- **What to work on**
From the line that contains "Query: dense foliage" to the end of the records below, copy every line exactly. Both the first and last of these lines count.

- **Data provided**
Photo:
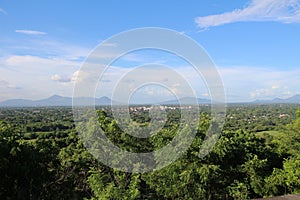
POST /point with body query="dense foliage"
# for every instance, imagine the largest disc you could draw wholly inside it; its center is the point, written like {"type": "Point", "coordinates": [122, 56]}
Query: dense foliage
{"type": "Point", "coordinates": [257, 155]}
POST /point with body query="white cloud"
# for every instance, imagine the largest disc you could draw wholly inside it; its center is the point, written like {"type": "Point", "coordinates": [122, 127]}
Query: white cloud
{"type": "Point", "coordinates": [31, 32]}
{"type": "Point", "coordinates": [285, 11]}
{"type": "Point", "coordinates": [59, 78]}
{"type": "Point", "coordinates": [3, 11]}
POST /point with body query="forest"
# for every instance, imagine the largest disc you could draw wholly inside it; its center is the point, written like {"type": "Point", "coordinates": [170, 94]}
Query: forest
{"type": "Point", "coordinates": [257, 156]}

- **Output of the exercise**
Query: dense foliage
{"type": "Point", "coordinates": [257, 155]}
POST /point with body query="white cloud"
# for every instance, imagine the largest disc you could draw wholly inside it; its center is the point, written like {"type": "Point", "coordinates": [122, 127]}
Query: white cloud
{"type": "Point", "coordinates": [31, 32]}
{"type": "Point", "coordinates": [285, 11]}
{"type": "Point", "coordinates": [59, 78]}
{"type": "Point", "coordinates": [3, 11]}
POST /point with body query="forest"
# for every instance, imagine the largest disc you could draw wholly inside it; its center is the point, written like {"type": "Point", "coordinates": [170, 94]}
Query: forest
{"type": "Point", "coordinates": [257, 156]}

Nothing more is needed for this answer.